▶ _Task directions_
Make a verbatim copy of all the records.

▶ _Stored items_
=== Section Start ===

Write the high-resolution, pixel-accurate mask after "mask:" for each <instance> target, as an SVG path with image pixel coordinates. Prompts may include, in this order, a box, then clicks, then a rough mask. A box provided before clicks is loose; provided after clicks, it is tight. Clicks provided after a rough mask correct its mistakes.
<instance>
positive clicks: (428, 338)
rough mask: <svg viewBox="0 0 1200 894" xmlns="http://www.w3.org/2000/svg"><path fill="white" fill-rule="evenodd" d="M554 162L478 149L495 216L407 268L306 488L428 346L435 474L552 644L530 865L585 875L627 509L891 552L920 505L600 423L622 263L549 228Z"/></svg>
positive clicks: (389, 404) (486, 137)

=== Section End ===

▶ _Problem solution_
Write the high-resolution, pixel-accurate mask after "mask:" for each <instance> target, as an SVG path with image pixel coordinates. Prompts may include, in this order, a box, then clicks, then a rough mask. A box provided before clicks is loose; provided after clicks, it is tight. Clicks provided after a rough mask correct its mistakes.
<instance>
positive clicks: (428, 338)
rough mask: <svg viewBox="0 0 1200 894" xmlns="http://www.w3.org/2000/svg"><path fill="white" fill-rule="evenodd" d="M554 162L478 149L495 216L407 268L306 488L428 346L435 474L552 644L530 865L585 875L627 509L891 552L920 505L600 423L622 263L549 228Z"/></svg>
positive clicks: (389, 404) (486, 137)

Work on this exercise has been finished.